___ Document passage ___

3.4Any changes and/or partial cancellation or complete cancellation of an assignment or order by or at the request of the Other Party can only take place with the prior written permission of the Supplier and on condition that activities already carried out by the Supplier will be paid for, in full, by the other Party; in the case of a change and/or partial cancellation requested by the Other Party, the Supplier is entitled to pass on any related (extra) costs to the Other Party and to determine a new delivery time.
3.5For activities or assignments for which, because of their nature and size, no quotation or order confirmation is sent, the agreement will be realized at the moment the Supplier or someone on behalf of the Supplier actually begins to carry out the agreement and, in such cases, the invoice will be considered as the order confirmation and at the same time is deemed to correctly and completely represent the agreement.
3.6An agreement with the Supplier is entered into on the express condition that the suppliers and other contract partners of the Supplier fulfill their obligations on time and in the correct manner.
3.7When entering into an agreement or, thereafter and before starting with the execution of the agreement on his part, or continuing with the execution of the agreement the Supplier is entitled to demand the provision of sufficient certainty from the Other Party regarding timely settlement by the Other Party of its payment obligations and other obligations.
3.8The Supplier is at all times authorised to engage third parties for the execution of the agreement; the costs involved will be passed on to the Other Party in line with the quotations provided.
4.1 Except when and insofar as binding prices apply, all price quotations are without obligation.

___ Extracted entries ___

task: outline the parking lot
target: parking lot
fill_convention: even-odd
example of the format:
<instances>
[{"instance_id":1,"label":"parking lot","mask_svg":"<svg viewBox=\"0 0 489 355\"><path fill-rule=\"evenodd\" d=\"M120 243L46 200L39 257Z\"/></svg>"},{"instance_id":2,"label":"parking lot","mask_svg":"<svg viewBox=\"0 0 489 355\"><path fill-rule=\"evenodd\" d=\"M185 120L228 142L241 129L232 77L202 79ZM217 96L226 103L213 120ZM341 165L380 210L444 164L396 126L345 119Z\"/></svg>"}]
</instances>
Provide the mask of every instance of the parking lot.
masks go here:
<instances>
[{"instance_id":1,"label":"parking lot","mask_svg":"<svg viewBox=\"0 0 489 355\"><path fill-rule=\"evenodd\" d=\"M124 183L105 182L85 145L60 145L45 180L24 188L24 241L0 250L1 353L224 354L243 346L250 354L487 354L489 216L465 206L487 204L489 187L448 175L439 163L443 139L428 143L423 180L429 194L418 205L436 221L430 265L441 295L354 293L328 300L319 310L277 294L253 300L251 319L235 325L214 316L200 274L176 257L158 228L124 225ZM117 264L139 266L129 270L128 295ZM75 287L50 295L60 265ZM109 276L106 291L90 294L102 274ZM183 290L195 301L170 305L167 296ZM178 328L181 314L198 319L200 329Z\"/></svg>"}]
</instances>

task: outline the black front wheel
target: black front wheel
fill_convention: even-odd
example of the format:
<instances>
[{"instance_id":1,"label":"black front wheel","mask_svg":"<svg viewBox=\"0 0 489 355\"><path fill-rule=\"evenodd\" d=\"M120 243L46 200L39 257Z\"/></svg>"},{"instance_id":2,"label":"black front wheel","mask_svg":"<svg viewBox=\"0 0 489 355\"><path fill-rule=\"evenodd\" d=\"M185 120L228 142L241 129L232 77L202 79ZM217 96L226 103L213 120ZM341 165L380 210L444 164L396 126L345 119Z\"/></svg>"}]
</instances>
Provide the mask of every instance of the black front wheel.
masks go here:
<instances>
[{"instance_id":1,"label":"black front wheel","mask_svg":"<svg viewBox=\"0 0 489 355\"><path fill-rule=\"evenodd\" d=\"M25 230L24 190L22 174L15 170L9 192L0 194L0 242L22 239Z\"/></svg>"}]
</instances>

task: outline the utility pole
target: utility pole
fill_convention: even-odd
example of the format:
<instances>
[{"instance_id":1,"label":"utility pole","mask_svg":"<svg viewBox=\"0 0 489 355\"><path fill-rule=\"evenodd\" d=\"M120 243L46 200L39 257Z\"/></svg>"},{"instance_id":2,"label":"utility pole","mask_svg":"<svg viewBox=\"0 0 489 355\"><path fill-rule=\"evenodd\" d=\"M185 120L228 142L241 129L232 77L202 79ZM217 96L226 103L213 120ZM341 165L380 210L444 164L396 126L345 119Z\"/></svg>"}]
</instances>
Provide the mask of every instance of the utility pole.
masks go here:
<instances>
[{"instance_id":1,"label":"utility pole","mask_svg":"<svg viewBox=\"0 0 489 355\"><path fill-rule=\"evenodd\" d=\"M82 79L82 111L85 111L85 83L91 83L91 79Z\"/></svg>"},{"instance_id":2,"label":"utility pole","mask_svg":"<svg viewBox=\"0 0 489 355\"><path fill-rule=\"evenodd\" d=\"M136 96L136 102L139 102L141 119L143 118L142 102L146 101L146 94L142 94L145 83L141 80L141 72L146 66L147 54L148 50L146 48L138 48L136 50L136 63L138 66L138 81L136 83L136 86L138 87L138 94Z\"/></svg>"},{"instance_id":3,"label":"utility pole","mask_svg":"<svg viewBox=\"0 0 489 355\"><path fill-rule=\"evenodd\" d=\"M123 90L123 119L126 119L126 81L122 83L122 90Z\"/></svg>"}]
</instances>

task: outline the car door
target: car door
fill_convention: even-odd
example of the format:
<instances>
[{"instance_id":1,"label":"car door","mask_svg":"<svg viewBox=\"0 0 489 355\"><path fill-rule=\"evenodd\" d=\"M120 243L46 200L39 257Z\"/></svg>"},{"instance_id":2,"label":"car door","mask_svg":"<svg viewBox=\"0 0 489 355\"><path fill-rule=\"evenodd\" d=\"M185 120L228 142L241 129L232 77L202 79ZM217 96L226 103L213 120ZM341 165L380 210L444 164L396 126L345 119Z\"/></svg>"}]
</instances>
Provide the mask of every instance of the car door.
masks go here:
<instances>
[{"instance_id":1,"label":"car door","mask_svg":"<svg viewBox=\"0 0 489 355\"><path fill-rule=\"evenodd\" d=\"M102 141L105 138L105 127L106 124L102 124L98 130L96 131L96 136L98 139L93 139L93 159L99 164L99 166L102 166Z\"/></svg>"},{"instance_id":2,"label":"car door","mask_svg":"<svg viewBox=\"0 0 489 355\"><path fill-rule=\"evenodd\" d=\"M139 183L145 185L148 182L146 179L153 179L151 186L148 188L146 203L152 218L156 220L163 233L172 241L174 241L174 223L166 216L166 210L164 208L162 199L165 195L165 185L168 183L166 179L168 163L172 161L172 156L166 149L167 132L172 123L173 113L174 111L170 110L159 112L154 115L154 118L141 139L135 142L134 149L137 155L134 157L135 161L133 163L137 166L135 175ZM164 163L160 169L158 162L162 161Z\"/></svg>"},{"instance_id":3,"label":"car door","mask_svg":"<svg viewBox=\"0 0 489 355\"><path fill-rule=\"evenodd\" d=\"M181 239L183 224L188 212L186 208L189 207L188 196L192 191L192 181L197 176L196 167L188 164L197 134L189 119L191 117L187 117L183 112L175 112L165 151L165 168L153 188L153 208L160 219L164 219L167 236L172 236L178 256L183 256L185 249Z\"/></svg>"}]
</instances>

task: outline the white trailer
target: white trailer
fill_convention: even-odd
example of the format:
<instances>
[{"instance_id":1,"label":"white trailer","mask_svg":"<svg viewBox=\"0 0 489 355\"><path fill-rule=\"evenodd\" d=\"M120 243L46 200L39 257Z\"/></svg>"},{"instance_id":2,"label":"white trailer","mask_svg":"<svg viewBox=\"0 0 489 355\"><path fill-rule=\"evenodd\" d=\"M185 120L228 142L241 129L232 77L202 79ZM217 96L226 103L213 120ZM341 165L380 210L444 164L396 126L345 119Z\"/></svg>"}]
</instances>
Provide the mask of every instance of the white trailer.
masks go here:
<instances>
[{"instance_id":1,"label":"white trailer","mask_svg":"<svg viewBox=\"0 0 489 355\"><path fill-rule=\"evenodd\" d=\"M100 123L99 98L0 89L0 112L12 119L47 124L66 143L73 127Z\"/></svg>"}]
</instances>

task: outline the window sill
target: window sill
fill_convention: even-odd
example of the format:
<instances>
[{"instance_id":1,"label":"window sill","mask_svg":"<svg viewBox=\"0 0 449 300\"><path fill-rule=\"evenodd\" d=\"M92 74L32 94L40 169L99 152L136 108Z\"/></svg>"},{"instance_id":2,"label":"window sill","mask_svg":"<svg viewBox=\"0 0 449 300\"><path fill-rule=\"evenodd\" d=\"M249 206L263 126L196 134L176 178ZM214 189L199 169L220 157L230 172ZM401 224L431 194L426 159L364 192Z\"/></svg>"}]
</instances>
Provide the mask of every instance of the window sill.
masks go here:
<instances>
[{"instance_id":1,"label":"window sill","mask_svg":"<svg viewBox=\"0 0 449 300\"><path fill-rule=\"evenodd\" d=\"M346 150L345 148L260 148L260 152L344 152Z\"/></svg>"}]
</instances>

___

- Short task: Rewrite the supply terms from "3.6An agreement with" up to and including "the quotations provided.", with "third parties" replaced by "subcontractors".

- Answer for this exercise:
3.6An agreement with the Supplier is entered into on the express condition that the suppliers and other contract partners of the Supplier fulfill their obligations on time and in the correct manner.
3.7When entering into an agreement or, thereafter and before starting with the execution of the agreement on his part, or continuing with the execution of the agreement the Supplier is entitled to demand the provision of sufficient certainty from the Other Party regarding timely settlement by the Other Party of its payment obligations and other obligations.
3.8The Supplier is at all times authorised to engage subcontractors for the execution of the agreement; the costs involved will be passed on to the Other Party in line with the quotations provided.